WHAT TO WORK ON: Can you copy out everything from the line containing "Place one keypoint per instance of the dark trousers" down to the end of the data below, shifting every keypoint coordinate in the answers by -49 and leaving out the pictures?

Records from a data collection
....
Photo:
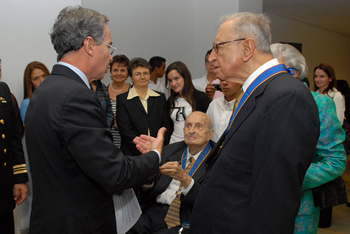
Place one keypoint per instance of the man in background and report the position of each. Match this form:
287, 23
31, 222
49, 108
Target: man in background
75, 165
13, 170
182, 173
156, 82
220, 110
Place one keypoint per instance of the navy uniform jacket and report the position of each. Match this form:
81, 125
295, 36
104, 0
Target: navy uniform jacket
75, 165
12, 164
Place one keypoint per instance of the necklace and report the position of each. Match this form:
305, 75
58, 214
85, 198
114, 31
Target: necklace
117, 91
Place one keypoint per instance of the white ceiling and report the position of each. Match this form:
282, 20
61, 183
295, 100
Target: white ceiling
333, 15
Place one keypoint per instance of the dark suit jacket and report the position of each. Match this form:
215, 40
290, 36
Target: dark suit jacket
75, 165
132, 119
202, 104
156, 212
11, 152
254, 185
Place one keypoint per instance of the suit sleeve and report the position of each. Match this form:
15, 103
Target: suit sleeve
340, 106
126, 129
331, 157
282, 156
83, 126
203, 101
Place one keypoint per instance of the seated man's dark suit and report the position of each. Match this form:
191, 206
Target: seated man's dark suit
152, 218
75, 165
132, 119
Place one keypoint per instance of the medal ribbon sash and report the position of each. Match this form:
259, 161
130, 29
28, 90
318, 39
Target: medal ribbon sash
198, 162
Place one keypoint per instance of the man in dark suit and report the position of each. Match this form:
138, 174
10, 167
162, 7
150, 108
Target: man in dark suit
198, 131
75, 165
13, 171
260, 162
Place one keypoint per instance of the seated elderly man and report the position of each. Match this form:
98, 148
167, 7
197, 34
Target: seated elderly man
182, 172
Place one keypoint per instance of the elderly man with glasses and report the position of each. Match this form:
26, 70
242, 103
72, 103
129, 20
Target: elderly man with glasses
75, 165
255, 171
169, 203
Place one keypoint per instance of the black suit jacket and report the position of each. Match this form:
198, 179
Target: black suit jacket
253, 184
132, 119
12, 163
75, 165
156, 212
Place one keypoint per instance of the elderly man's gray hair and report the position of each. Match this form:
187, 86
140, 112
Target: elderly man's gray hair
256, 26
73, 25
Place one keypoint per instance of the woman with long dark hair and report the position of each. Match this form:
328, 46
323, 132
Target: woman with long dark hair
184, 98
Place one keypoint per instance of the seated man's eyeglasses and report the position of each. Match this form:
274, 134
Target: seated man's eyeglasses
216, 45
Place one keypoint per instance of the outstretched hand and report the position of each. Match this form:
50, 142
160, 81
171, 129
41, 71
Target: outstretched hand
146, 143
174, 170
20, 192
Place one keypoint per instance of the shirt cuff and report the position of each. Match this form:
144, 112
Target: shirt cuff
160, 159
184, 191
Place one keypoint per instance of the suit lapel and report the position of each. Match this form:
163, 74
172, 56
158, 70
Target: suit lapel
67, 72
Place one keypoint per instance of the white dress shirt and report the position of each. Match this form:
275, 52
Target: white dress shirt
201, 83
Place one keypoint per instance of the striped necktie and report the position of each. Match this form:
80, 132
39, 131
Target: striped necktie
172, 218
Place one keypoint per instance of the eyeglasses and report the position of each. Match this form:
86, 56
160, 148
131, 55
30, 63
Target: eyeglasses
216, 45
111, 48
138, 74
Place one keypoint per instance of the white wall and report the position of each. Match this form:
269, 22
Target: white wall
319, 45
25, 27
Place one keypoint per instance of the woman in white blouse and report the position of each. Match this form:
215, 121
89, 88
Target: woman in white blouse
326, 83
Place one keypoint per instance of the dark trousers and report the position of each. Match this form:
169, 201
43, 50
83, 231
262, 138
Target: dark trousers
7, 224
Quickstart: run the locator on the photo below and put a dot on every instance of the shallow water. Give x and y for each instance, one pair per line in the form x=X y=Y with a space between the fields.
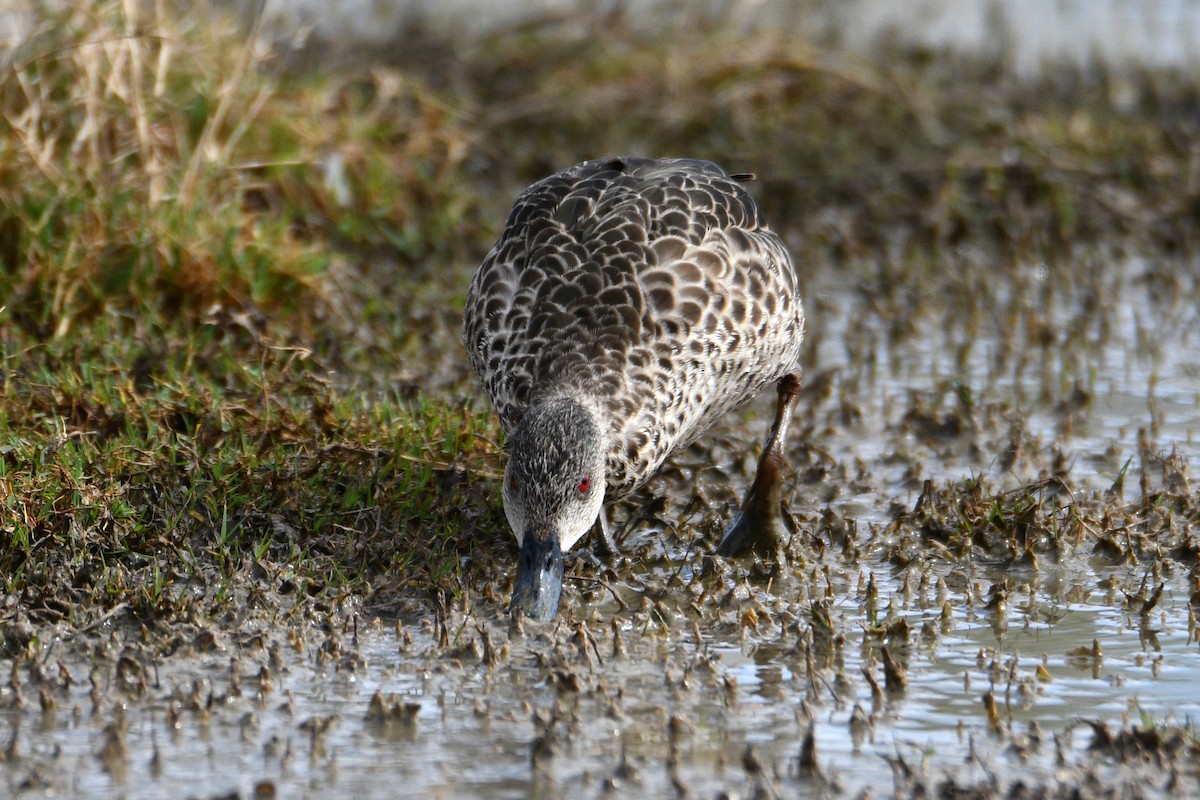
....
FINAL ANSWER:
Place one keypoint per instance of the dark trousers and report the position of each. Match this form:
169, 201
43, 50
83, 231
262, 138
Target: dark trousers
-42, 175
Quickstart: run the locator on the photo below and put a dot on every instance of the shallow water. Give x and y for each instance, one pair per line in the form x=X y=Y with a space between the fields.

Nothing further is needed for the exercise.